Work task: The required result is an exact copy of the lines from the one containing "Would you be able to mark the white upper" to the last line of the records, both ends included, without pictures.

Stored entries

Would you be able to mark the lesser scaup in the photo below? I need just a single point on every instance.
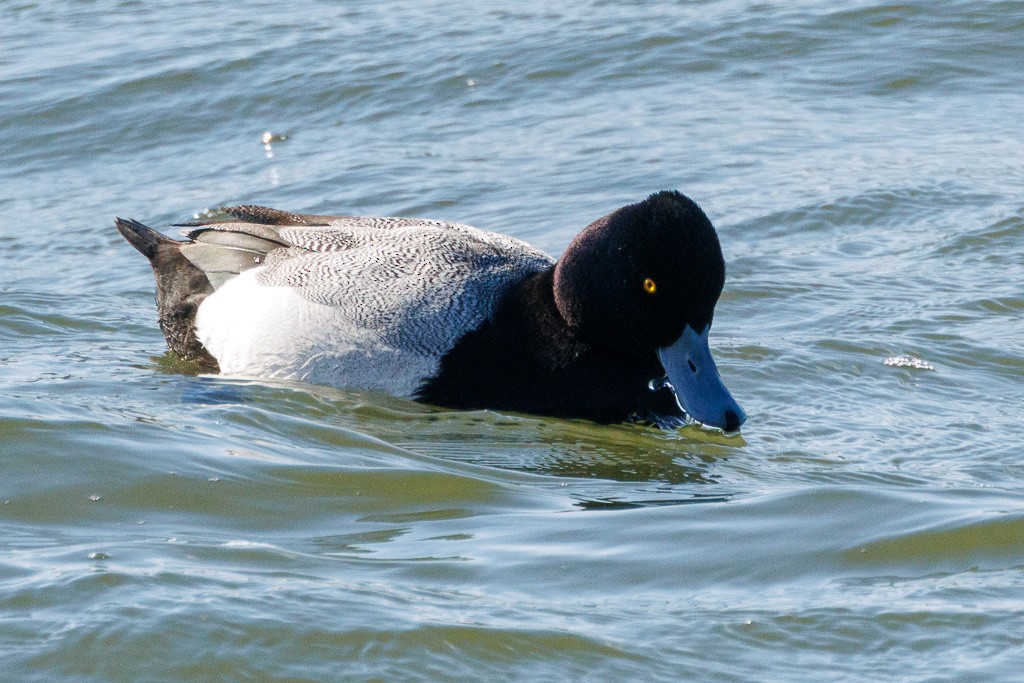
(445, 313)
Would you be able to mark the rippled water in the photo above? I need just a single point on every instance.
(864, 168)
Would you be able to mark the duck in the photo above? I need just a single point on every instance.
(616, 329)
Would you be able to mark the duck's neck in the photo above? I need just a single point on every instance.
(525, 357)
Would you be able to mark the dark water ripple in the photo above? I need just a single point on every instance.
(860, 165)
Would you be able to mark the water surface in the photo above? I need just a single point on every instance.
(863, 167)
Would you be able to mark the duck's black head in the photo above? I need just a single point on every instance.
(643, 281)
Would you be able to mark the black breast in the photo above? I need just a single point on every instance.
(526, 358)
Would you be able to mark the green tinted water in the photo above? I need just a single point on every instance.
(863, 168)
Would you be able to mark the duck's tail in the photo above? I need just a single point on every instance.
(181, 287)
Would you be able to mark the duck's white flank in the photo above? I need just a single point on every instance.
(363, 306)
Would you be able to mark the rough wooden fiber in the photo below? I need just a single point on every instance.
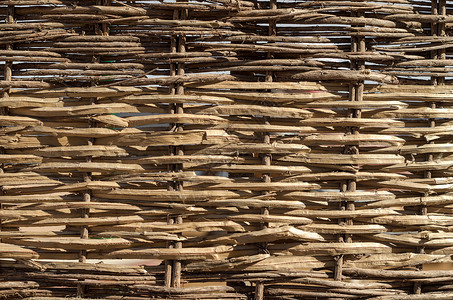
(226, 149)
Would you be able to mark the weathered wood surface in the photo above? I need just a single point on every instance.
(266, 149)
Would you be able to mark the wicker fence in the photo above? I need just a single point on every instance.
(239, 150)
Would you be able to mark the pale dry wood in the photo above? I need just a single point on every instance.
(16, 252)
(75, 243)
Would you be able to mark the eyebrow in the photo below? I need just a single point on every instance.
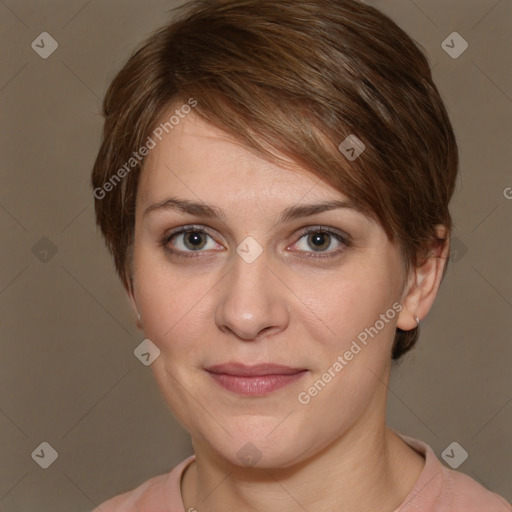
(205, 210)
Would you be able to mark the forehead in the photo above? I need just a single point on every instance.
(197, 158)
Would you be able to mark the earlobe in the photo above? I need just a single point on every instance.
(424, 284)
(133, 303)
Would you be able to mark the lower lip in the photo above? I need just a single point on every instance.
(255, 385)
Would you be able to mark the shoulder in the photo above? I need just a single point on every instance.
(441, 489)
(461, 493)
(158, 494)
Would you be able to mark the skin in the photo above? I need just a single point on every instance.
(334, 453)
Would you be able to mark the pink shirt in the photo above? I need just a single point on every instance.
(438, 489)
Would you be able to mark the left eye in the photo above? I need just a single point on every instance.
(321, 240)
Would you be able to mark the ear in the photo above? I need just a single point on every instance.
(424, 283)
(133, 303)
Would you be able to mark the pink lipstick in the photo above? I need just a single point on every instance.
(254, 380)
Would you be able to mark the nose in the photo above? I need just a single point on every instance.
(252, 300)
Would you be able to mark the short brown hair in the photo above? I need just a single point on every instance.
(295, 79)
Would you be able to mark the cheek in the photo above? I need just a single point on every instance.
(172, 306)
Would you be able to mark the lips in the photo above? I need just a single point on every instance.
(242, 370)
(255, 380)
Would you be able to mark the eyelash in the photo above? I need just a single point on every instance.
(344, 240)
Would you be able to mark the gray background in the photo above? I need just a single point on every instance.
(67, 369)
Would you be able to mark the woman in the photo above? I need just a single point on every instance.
(273, 183)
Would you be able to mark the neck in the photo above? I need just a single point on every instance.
(364, 469)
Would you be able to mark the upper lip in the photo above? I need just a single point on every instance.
(253, 370)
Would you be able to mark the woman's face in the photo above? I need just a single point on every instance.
(256, 288)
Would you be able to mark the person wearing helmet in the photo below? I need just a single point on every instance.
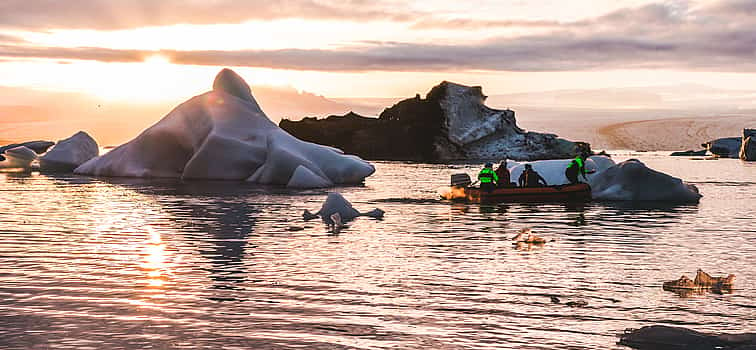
(488, 178)
(531, 178)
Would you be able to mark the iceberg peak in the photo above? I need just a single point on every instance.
(231, 83)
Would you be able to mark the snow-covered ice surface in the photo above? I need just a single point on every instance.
(69, 153)
(19, 157)
(467, 118)
(632, 180)
(336, 203)
(224, 135)
(482, 132)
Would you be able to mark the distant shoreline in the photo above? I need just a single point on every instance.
(673, 133)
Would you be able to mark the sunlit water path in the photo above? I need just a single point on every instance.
(112, 263)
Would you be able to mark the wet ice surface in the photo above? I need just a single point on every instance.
(97, 263)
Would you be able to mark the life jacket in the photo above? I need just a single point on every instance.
(531, 178)
(578, 162)
(487, 175)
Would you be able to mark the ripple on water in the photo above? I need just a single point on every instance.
(119, 263)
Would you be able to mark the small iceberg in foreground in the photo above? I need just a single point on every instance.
(630, 180)
(224, 135)
(69, 153)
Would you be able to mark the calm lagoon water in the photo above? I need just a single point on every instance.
(91, 263)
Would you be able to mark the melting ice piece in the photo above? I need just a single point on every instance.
(19, 157)
(224, 135)
(632, 180)
(68, 154)
(337, 204)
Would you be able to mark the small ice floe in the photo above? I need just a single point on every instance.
(684, 286)
(69, 153)
(571, 303)
(336, 211)
(526, 236)
(19, 157)
(666, 337)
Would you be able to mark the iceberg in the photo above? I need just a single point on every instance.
(69, 153)
(451, 123)
(38, 147)
(19, 157)
(632, 180)
(224, 135)
(336, 204)
(748, 148)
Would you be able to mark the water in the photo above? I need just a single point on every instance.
(96, 263)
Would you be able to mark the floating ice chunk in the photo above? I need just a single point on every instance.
(224, 135)
(69, 153)
(336, 204)
(632, 180)
(19, 157)
(303, 177)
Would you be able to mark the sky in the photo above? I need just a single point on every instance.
(163, 52)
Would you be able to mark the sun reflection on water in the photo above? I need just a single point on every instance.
(154, 263)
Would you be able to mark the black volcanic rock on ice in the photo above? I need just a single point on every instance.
(450, 123)
(671, 338)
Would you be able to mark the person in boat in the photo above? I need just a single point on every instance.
(575, 168)
(503, 173)
(531, 178)
(488, 178)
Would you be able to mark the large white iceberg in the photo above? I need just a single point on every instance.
(224, 135)
(630, 180)
(69, 153)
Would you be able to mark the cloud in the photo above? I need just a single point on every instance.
(670, 36)
(8, 39)
(114, 14)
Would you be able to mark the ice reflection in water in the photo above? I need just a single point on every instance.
(95, 263)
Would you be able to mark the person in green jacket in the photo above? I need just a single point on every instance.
(576, 167)
(488, 178)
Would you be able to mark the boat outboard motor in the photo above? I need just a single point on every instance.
(461, 180)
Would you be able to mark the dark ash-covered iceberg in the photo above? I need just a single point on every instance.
(450, 123)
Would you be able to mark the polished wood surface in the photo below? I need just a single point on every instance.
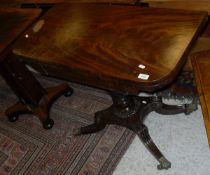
(201, 66)
(33, 98)
(184, 4)
(13, 22)
(201, 44)
(103, 45)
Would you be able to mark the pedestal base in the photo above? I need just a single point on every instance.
(130, 112)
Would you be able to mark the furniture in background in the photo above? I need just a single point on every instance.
(202, 5)
(201, 44)
(122, 49)
(33, 98)
(201, 67)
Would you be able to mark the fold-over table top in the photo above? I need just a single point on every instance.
(13, 22)
(120, 48)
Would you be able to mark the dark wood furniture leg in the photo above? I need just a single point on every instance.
(33, 98)
(130, 111)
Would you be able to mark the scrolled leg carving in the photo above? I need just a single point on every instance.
(130, 111)
(176, 109)
(144, 136)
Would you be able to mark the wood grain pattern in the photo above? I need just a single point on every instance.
(201, 66)
(13, 22)
(202, 43)
(102, 45)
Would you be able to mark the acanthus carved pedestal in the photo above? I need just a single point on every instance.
(130, 111)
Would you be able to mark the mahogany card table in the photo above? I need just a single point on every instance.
(33, 98)
(122, 49)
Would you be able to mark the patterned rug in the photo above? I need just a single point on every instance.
(26, 148)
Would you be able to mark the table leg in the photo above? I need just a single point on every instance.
(33, 98)
(130, 112)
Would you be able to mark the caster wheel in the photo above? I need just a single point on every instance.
(13, 117)
(48, 124)
(69, 92)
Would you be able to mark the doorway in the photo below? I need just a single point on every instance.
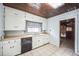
(67, 33)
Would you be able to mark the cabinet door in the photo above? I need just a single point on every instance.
(34, 43)
(17, 46)
(11, 47)
(1, 48)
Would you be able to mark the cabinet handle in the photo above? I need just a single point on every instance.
(12, 47)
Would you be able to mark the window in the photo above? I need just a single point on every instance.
(33, 26)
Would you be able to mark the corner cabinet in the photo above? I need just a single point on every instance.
(14, 19)
(12, 47)
(39, 40)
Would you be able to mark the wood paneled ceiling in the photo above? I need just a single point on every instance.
(45, 9)
(42, 11)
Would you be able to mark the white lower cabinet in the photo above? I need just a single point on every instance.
(11, 47)
(0, 48)
(39, 40)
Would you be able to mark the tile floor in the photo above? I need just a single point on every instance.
(50, 50)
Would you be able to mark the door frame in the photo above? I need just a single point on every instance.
(75, 41)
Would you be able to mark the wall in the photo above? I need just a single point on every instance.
(1, 19)
(54, 27)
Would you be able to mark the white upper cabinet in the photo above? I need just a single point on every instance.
(1, 19)
(1, 48)
(14, 19)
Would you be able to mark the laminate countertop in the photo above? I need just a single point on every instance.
(16, 37)
(20, 36)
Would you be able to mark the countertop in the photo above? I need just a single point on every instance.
(20, 36)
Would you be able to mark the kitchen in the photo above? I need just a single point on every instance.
(22, 32)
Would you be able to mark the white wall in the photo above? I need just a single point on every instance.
(1, 19)
(54, 27)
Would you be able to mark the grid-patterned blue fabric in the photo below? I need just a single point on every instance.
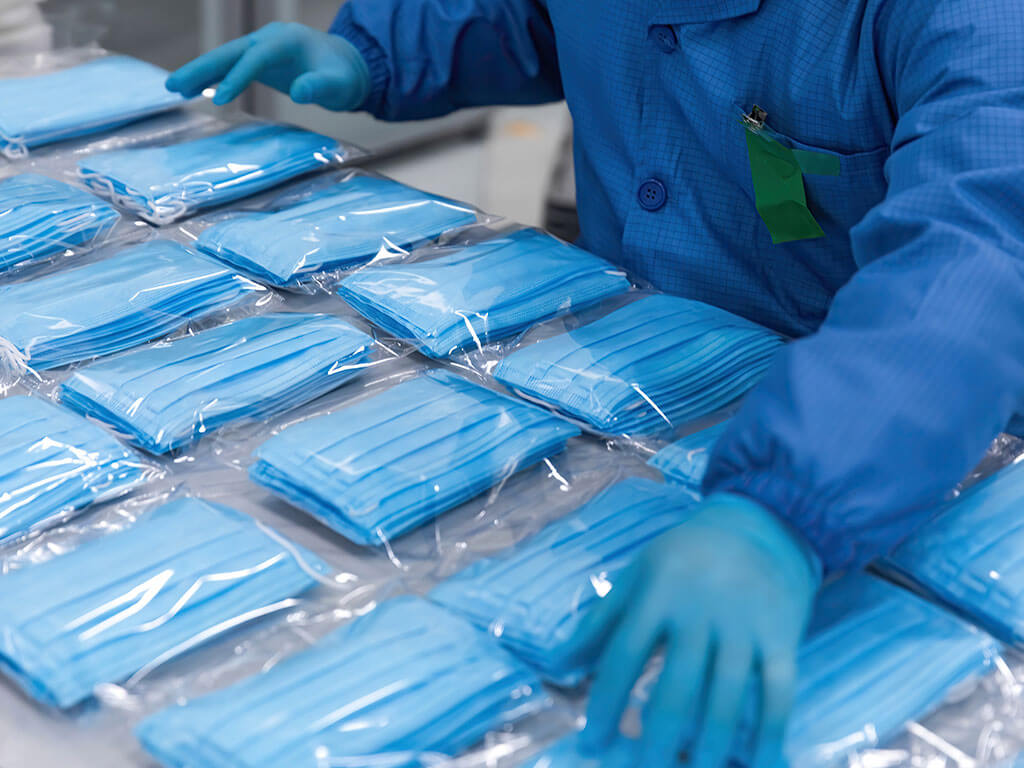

Response to this exercise:
Would you be able to mark the white upper cabinet in the photo above? I need just a single point on every instance.
(1, 19)
(1, 48)
(14, 19)
Would you be able to mark the laminate countertop in the photo above? I need just a single point on every instance.
(16, 37)
(20, 36)
Would you be able to mark the countertop in the photo above? I need just a single point on every instance.
(20, 36)
Would you be able to mark the kitchen in the photo above? I need just a single point on every instance.
(22, 32)
Would you be able to mark the white wall in the photo above? I need just a single point on every instance.
(1, 19)
(54, 27)
Would you be able to mark the grid-patterned blue fabric in the photo below? I need just a single point on every instance.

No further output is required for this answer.